• _To do_:
(a) According to the passage on the 1788 drainage act, which court criticized the act's validity in Hoagland v. Wurts?
(b) Continue the passage on the 1788 drainage act from its last sentence.

• _Supplied text_:
[start]
The original act of 1788, while it has been subjected by the Court of Errors and Appeals to severe criticism regarding its validity in Hoagland v. Wurts, 12 Vroom 175, yet in face of the doubts there expressed, was indirectly upheld on the foundation of inveterate usage, and because the ancient custom placed the drainage scheme in the hands of the interested parties. I say indirectly upheld because the act was not directly involved in that case, but its approval was so clearly and forcibly put, and so pronounced, as to amount almost to a direct deliverance upon the subject. This court, in State, Kean, pros., v. Driggs Drainage Co., 16 Id. 91, and Benjamin v. Bog and Fly Meadow Co., 39 Id. 197, refers approvingly to the reasons put forth in that case for holding valid the ancient drainage schemes.
[end]
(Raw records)
[start]
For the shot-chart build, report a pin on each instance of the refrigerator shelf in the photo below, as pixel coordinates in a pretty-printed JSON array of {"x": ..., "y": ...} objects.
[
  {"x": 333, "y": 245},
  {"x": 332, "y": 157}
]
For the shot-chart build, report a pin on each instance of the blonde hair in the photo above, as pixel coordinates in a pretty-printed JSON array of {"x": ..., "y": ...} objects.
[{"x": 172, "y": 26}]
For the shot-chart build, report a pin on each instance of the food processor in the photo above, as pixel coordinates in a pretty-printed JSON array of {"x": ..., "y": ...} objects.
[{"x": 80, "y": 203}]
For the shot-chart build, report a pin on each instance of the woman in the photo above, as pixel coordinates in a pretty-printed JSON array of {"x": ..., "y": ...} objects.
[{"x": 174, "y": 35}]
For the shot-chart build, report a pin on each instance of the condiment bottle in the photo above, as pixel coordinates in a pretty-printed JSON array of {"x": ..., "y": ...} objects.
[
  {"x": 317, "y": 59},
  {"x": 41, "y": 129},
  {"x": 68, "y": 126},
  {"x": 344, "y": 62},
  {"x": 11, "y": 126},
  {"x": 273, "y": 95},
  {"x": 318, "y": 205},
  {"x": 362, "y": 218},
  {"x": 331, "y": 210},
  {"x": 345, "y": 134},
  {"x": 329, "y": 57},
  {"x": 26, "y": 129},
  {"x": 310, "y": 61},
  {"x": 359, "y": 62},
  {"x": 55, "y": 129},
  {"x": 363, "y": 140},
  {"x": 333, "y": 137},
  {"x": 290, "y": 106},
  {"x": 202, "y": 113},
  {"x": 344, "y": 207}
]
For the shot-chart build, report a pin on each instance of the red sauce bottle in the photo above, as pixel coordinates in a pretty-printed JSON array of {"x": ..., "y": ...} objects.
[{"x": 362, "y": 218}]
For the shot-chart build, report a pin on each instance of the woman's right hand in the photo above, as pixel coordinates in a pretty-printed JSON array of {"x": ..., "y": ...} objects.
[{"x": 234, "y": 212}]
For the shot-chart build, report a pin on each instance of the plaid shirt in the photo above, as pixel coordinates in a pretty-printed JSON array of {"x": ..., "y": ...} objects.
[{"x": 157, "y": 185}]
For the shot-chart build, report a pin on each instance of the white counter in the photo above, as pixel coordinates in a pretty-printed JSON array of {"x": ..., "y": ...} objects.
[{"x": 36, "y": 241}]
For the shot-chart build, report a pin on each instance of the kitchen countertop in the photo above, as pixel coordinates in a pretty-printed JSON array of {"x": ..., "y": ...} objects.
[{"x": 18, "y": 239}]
[end]
• _Responses by task_:
(a) The Court of Errors and Appeals.

(b)
The original act, then, being a proper exercise of legislative power, and the proceedings thereunder being completed, and the present owners, having acquired their holdings with knowledge thereof, established certain rights between the parties, *649and perhaps created a servitude in favor of each of the tracts upon all the other tracts. It was undoubtedly such a right in each owner in the lands of each of the other owners as amounted to property. The act of 1904 divested these owners of property rights without compensation, and without due process of law, for the language of the act appears to be mandator]', obliging the commissioners, by an express direction, to make the order discharging the applicant from all future obligations.
The act is therefore invalid as depriving persons of property without due process of law, at least so far as it extends to parties who had acquired their rights before its approval.
The order made by the Court of Common Pleas wiil be set aside, with costs.